━━━━━ THE DATA ━━━━━

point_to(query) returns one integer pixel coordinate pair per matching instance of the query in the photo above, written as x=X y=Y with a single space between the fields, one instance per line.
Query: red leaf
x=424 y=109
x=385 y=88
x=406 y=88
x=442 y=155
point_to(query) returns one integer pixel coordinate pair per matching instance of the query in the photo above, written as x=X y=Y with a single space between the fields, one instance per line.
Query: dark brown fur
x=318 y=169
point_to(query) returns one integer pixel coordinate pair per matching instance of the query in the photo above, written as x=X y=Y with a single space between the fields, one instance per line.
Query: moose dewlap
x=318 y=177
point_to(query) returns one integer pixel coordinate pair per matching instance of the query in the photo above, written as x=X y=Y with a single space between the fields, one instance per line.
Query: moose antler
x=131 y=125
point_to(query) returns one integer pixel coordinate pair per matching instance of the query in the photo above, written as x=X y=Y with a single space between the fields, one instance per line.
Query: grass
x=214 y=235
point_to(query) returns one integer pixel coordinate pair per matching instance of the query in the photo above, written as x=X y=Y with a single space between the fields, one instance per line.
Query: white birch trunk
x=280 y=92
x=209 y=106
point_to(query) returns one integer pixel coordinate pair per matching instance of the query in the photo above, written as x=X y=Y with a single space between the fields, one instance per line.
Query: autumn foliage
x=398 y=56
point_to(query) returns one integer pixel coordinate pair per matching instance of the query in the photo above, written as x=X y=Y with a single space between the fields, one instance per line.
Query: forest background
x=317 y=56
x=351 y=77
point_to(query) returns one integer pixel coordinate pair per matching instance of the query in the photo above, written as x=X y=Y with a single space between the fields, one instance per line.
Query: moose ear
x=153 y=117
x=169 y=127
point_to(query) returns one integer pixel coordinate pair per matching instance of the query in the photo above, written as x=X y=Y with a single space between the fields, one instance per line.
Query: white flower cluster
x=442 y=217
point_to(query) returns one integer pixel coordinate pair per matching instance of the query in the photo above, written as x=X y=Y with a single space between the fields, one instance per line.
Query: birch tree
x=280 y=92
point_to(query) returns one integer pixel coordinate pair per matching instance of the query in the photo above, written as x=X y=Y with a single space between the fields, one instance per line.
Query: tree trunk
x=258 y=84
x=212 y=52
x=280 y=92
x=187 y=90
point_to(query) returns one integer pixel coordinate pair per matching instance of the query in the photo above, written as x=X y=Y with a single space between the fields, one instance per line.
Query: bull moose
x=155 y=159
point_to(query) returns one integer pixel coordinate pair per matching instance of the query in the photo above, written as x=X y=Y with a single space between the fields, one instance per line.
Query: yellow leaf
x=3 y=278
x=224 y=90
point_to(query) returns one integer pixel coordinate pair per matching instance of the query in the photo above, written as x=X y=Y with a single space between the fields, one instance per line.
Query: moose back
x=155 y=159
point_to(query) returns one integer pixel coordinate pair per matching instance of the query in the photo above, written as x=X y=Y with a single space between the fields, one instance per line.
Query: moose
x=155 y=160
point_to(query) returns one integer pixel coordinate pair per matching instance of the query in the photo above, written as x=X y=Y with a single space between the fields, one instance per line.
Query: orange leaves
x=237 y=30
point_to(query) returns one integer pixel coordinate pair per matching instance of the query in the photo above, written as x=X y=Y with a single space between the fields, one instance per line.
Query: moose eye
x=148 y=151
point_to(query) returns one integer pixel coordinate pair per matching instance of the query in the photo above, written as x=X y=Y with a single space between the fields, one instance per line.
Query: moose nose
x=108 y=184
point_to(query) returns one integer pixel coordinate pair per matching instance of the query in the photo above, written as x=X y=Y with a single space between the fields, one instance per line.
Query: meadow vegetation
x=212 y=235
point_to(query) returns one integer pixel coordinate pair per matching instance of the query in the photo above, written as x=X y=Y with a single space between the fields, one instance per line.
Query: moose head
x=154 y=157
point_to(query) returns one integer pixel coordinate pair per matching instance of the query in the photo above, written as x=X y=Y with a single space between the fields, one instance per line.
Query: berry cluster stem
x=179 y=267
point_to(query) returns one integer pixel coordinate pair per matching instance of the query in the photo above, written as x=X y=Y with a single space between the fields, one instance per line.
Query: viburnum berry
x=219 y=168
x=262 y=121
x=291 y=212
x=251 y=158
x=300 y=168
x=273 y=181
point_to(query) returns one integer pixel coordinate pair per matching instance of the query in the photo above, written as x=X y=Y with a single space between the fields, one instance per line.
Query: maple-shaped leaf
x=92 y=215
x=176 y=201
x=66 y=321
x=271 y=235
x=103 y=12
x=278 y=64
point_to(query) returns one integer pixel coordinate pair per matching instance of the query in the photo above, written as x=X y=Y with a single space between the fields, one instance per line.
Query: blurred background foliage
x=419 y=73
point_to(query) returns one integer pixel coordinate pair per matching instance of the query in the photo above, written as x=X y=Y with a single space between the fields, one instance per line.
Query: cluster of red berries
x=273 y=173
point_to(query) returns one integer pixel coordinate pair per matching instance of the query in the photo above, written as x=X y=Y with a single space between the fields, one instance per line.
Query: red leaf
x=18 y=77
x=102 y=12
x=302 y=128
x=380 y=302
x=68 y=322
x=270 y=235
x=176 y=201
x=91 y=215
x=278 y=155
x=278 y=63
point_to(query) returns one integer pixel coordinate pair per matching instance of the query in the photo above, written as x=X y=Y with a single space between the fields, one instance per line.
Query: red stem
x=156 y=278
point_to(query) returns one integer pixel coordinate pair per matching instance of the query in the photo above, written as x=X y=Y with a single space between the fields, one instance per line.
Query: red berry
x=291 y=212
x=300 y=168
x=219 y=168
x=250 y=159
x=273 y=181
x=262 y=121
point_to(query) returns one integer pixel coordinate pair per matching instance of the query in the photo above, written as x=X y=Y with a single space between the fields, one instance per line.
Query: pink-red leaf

━━━━━

→ **WHAT IS EXPECTED**
Write the records out again so that each one matches the original exactly.

→ **FINISHED TASK**
point_to(query) returns one integer pixel coordinate pair per matching instance of the query in the photo above, written as x=X y=Y with a single space between the fields, one instance per line.
Query: red leaf
x=424 y=109
x=385 y=88
x=406 y=88
x=442 y=155
point_to(query) returns one integer pixel coordinate pair per matching instance of the query in the photo above, written as x=X y=Y with a single space between the fields, one instance per line.
Query: dark brown fur
x=318 y=169
point_to(query) returns one integer pixel coordinate pair per matching instance of the query in the photo above, written as x=X y=Y with a single space between the fields, one instance per line.
Query: moose dewlap
x=318 y=177
point_to(query) returns one integer pixel coordinate pair per matching instance of the query in the photo above, written as x=X y=Y with a single space between the fields, one instance per line.
Query: moose antler
x=131 y=125
point_to(query) returns one integer pixel coordinate pair per matching instance of the query in the photo above, written as x=X y=Y with a single space between the fields, one instance per line.
Query: grass
x=214 y=235
point_to(query) returns one integer pixel coordinate pair per matching instance of the query in the photo above, written as x=X y=Y with a single space between the fields, one instance per line.
Query: white birch trunk
x=280 y=92
x=209 y=106
point_to(query) returns one integer pixel coordinate pair per matching instance of the query in the photo above, written as x=X y=Y with a single space between the fields, one instance per line.
Query: autumn foliage
x=398 y=56
point_to(query) returns one integer pixel coordinate pair per matching instance of the query in the photo above, written as x=X y=Y with a single space between the fields, one instance per line.
Query: forest background
x=317 y=56
x=351 y=77
point_to(query) returns one integer pixel coordinate pair per matching instance of the query in the photo above, written as x=X y=Y with a single space between the fields, one instance per line.
Query: moose ear
x=153 y=117
x=169 y=127
point_to(query) returns one integer pixel coordinate pair per matching instance of the query in the photo above, written as x=X y=Y with a single space between the fields, one instance per line.
Query: white flower cluster
x=442 y=217
point_to(query) returns one integer pixel coordinate pair per matching instance of the query in the photo above, written as x=X y=Y with a single space between the fields, one instance per line.
Query: birch tree
x=280 y=92
point_to(query) returns one integer pixel coordinate pair per matching instance of the query in the photo above, written as x=X y=Y with a single space between the fields, one instance per line.
Query: tree trunk
x=258 y=84
x=212 y=52
x=280 y=92
x=187 y=90
point_to(query) returns one integer pixel coordinate pair per matching instance of the query in the photo above, written as x=X y=Y with a single space between the fields, one instance per line.
Query: bull moose
x=155 y=159
point_to(query) returns one integer pixel coordinate pair per matching instance of the query in the photo above, written as x=X y=Y with a single space between the fields, one instance per line.
Query: yellow leaf
x=3 y=278
x=224 y=90
point_to(query) returns one integer pixel coordinate pair per matching instance of the query in the photo above, written as x=X y=Y with a single space between the fields, one instance per line.
Query: moose back
x=155 y=159
point_to(query) returns one integer pixel coordinate pair per matching instance of the query in the photo above, written as x=X y=Y with a single space between the fields, one instance per line.
Query: moose
x=155 y=160
point_to(query) returns one integer pixel coordinate pair per matching instance of the query in the photo above, written as x=X y=Y with a single space between the fields, one instance per line.
Query: orange leaves
x=237 y=30
point_to(query) returns one integer pixel coordinate pair per matching instance of the query in the photo above, written as x=X y=Y with a single space between the fields, one instance per line.
Query: moose eye
x=148 y=151
point_to(query) returns one integer pixel coordinate pair per matching instance of the query in the photo above, written as x=X y=Y with a single space between the fields, one instance per line.
Query: moose nose
x=108 y=184
point_to(query) returns one integer pixel coordinate pair per matching instance of the query in the photo above, written as x=X y=Y with a single space between the fields, one instance per line.
Query: meadow vegetation
x=212 y=235
point_to(query) returns one integer pixel coordinate pair per matching instance of the query in the photo above, written as x=X y=Y with a single space between the fields, one instance per line.
Query: moose head
x=154 y=157
point_to(query) returns one integer pixel coordinate pair per matching instance of the query in the photo above, written as x=X y=Y with a single space between the fields, one instance per line.
Query: berry cluster stem
x=179 y=267
point_to(query) returns one integer pixel coordinate pair per matching instance of the query in the photo above, written as x=X y=Y with a single space between the fields, one instance per line.
Query: viburnum berry
x=219 y=168
x=262 y=121
x=291 y=212
x=251 y=158
x=300 y=168
x=273 y=181
point_to(query) returns one integer pixel coordinate pair per matching instance of the query in the photo above, written as x=X y=Y with a single space between the fields, one instance per line.
Query: maple-shaped leaf
x=92 y=215
x=176 y=201
x=66 y=321
x=271 y=235
x=103 y=12
x=278 y=64
point_to(query) returns one integer pixel coordinate pair per matching instance of the query in the photo above, written as x=X y=Y with a single space between the fields, one instance per line.
Query: blurred background foliage
x=419 y=73
point_to(query) returns one integer pixel coordinate pair per matching instance of the query in the photo above, written as x=X y=Y with a single space between the fields, one instance per line.
Query: cluster of red berries
x=273 y=173
point_to(query) returns one integer pixel coordinate pair per matching instance of the query in the photo above, written as x=X y=Y with a single space between the fields, one instance per line.
Query: red leaf
x=18 y=77
x=102 y=12
x=302 y=128
x=380 y=302
x=68 y=322
x=270 y=235
x=176 y=201
x=91 y=215
x=278 y=155
x=278 y=63
point_to(query) returns one integer pixel coordinate pair per matching instance of the query in the photo above, written as x=X y=Y with a single space between the fields, one instance per line.
Query: red stem
x=156 y=278
point_to(query) returns one integer pixel coordinate pair per matching instance of the query in the photo above, written as x=X y=Y with a single space between the fields, one instance per line.
Query: red berry
x=291 y=212
x=300 y=168
x=219 y=168
x=250 y=159
x=273 y=181
x=262 y=121
point_to(query) returns one integer pixel coordinate pair per matching instance of the query in the photo above, written as x=X y=Y with a single space between the fields, one instance per line.
Query: pink-red leaf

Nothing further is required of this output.